* _OBJECTIVE_: Can you reproduce the data beneath, keeping every line exact?

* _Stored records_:
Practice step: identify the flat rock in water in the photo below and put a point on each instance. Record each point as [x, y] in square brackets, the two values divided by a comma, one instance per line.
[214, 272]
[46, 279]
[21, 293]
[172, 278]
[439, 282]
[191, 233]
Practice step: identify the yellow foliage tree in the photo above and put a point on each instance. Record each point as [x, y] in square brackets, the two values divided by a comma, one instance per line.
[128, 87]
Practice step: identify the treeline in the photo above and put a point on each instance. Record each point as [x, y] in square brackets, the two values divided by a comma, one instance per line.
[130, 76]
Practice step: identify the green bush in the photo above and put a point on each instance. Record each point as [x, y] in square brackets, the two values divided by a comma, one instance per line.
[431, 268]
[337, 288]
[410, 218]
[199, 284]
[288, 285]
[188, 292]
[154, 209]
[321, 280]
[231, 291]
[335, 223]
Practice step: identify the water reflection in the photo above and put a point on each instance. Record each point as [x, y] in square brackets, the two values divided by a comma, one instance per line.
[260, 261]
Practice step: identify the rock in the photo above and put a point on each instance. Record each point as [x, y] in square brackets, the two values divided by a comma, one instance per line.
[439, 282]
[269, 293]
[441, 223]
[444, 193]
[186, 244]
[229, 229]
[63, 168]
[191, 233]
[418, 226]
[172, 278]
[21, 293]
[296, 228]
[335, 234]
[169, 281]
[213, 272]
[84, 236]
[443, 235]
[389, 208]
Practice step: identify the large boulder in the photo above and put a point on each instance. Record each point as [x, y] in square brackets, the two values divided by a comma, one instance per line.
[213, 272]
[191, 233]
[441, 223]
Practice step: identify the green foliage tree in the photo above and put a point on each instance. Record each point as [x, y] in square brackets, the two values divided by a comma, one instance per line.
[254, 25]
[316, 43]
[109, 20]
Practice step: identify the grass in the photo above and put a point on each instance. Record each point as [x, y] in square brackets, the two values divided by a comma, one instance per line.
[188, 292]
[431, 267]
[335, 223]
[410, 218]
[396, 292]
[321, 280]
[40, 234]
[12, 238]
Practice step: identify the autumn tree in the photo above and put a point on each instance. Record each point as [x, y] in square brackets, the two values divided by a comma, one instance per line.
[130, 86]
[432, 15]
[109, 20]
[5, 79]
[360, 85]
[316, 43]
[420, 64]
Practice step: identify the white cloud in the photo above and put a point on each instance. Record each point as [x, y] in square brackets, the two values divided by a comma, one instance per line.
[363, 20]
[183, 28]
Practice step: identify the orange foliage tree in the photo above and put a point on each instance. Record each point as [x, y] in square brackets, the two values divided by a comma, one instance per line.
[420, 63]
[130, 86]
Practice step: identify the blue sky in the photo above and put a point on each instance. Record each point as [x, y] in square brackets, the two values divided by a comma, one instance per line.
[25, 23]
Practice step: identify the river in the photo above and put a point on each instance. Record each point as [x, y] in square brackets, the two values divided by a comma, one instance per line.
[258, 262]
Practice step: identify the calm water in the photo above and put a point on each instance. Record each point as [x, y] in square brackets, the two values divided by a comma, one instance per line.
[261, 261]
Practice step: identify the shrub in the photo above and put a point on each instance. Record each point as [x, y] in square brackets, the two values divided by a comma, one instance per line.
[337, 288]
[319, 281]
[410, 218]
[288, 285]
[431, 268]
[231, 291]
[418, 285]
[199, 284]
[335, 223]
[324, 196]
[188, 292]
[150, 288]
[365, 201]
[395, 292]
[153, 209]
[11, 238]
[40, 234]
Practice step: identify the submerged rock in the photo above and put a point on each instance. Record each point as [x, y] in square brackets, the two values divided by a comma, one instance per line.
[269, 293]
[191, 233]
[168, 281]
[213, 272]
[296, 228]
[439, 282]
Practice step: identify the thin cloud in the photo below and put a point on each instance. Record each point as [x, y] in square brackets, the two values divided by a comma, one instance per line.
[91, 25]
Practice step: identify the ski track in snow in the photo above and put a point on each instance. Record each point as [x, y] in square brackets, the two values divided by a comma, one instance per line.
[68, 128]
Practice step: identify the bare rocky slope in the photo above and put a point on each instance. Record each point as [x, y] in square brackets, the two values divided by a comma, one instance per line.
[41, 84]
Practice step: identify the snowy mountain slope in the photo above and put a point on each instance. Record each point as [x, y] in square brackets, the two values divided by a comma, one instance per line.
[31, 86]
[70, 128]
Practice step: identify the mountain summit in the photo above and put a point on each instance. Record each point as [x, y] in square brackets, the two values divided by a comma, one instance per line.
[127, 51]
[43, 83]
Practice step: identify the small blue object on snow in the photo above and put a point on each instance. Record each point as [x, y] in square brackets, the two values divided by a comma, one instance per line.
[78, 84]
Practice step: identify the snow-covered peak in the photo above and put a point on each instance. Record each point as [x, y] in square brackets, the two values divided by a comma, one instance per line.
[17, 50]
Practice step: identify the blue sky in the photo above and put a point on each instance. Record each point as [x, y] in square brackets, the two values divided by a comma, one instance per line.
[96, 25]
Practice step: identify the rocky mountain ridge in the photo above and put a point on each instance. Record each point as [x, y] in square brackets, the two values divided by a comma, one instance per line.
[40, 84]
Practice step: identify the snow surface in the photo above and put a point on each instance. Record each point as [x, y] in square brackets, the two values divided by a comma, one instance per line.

* _EXERCISE ANSWER_:
Practice step: identify the flat rock in water in the photo below and put a point on each instance. Record each point as [x, y] in square brackets, the two values divided by a comma, one instance per line.
[214, 272]
[46, 279]
[21, 293]
[172, 278]
[439, 282]
[191, 233]
Practice step: identify the yellow foliage tree in the photo above and put a point on each instance. Record each point as [x, y] in square brackets, the two values divided by a comma, one instance per line.
[128, 87]
Practice step: identify the treeline in the photo above and put a point on each instance. Record each point as [x, y] in square brackets, the two values divided by a comma, one instance per line.
[130, 76]
Practice step: identify the green bush in the photo above and put a point on each instance. Record each point as [x, y] in square brackets, the two values divided by a comma, one instance per line.
[431, 268]
[337, 288]
[410, 218]
[199, 284]
[288, 285]
[188, 292]
[154, 209]
[321, 280]
[231, 291]
[335, 223]
Practice step: identify the water reflection in the photo above and put a point on each instance. Record each point as [x, y] in square brackets, the two values divided by a comma, one instance per line.
[260, 261]
Practice step: identify the rock in the photo above and put a point on each instance. Record each point as [x, y] in square brackets, the two values divided by a comma, one instance per line.
[439, 282]
[269, 293]
[441, 223]
[444, 193]
[186, 244]
[229, 229]
[63, 168]
[191, 233]
[418, 226]
[172, 278]
[21, 293]
[296, 228]
[335, 234]
[169, 281]
[213, 272]
[84, 236]
[443, 235]
[389, 208]
Practice step: identify the large boulder in the photo above and put a point on each instance. Record each point as [x, y] in square brackets, the two values divided by a comma, one instance per line.
[213, 272]
[191, 233]
[441, 223]
Practice step: identify the green foliage tree in the photo above and put a point on each instance. Record each point as [x, y] in square brackets, the two values divided by a comma, one instance per line.
[254, 25]
[316, 43]
[109, 20]
Practice step: identify the grass in the photo above and put a point on each instance. Record each point as [x, y] in square brackets, the two values divided by a comma, one instance per line.
[188, 292]
[431, 267]
[335, 223]
[410, 218]
[396, 292]
[321, 280]
[40, 234]
[12, 238]
Practice step: identify the autumn tree in the photo above and put a point on each instance. Record each point as [x, y] in square brackets, the two values divided by a comma, one instance per line.
[130, 86]
[432, 15]
[109, 20]
[5, 79]
[360, 85]
[316, 43]
[420, 64]
Practice step: identify the white cloud in the photo above and put a point on each instance. Record each point as [x, y] in square brackets, the two values divided by a comma, one instance per line.
[363, 20]
[183, 28]
Practice step: identify the orange foliage tree in the photo above and put a point on each instance. Record each point as [x, y] in square brackets, the two values divided by a comma, one instance per line.
[420, 63]
[130, 86]
Practice step: identify the blue sky in the photo above and put a point on each instance. Record each point as [x, y] in square brackets, the two values divided by a comma, one instance per line.
[25, 23]
Practice step: identify the river in the photo above and put a point on each instance. Record each point as [x, y] in square brackets, the two values divided by a comma, one instance per line.
[258, 262]
Practice step: identify the calm water in the photo above and put a point on each instance. Record each point as [x, y] in square brackets, the two values divided by a comma, one instance per line.
[261, 261]
Practice step: identify the shrub in the photo above and put a point on each instance. Record each point as [x, y] in square brackets, the two values divided by a comma, one instance per line.
[337, 288]
[319, 281]
[410, 218]
[288, 285]
[431, 268]
[231, 291]
[418, 285]
[199, 284]
[335, 223]
[324, 196]
[188, 292]
[150, 288]
[365, 201]
[395, 292]
[153, 209]
[11, 238]
[40, 234]
Practice step: identify the submerged rock in the photo above and put a point on each instance. Record each point as [x, y] in square brackets, the two values divided by a comma, one instance per line.
[269, 293]
[191, 233]
[168, 281]
[213, 272]
[296, 228]
[439, 282]
Practice step: identify the thin cloud in the photo below and put a point on each instance. Record each point as [x, y] in square brackets, the two values divided by a comma, one instance per line.
[91, 25]
Practice step: identify the ski track in snow in the photo above and put a point on each instance. Record each point as [x, y] in square brackets, the two values divided by a comma, one instance per line.
[68, 128]
Practice step: identify the bare rocky slope in the photo above and put a point on each instance. Record each point as [x, y] in square brackets, the two values divided by a comma, one instance per line.
[41, 84]
Practice step: identify the snowy mountain slope in the photo above and put a point on each instance. Record each point as [x, y] in square brackets, the two values divided by a comma, one instance per line.
[31, 86]
[70, 128]
Practice step: identify the mountain summit in the photo above and put a point on each instance. Record each point as [x, y] in square brackets, the two values divided by a comma, one instance per line.
[127, 51]
[43, 83]
Practice step: identify the small blue object on snow in the photo above and put a point on each instance. Record each point as [x, y] in square brackets, the two values divided by a comma, one instance per line.
[78, 84]
Practice step: identify the snow-covered peak in the photo above and put a point on each instance. Record each point as [x, y] in square brackets, the two values divided by a comma, one instance per line.
[17, 50]
Practice step: identify the blue sky in the photo above and put a point on each instance. Record each point as [x, y] in square brackets, the two values divided by a comma, one instance per line.
[96, 25]
Practice step: identify the rocky mountain ridge in the photo above and put a point on each instance. Record each point as [x, y] in square brackets, the two values divided by a comma, one instance per line.
[40, 84]
Practice step: identify the snow surface in the photo above and put a point on each instance. Record each point as [x, y] in square brackets, the two values divided by a comma, one instance per line.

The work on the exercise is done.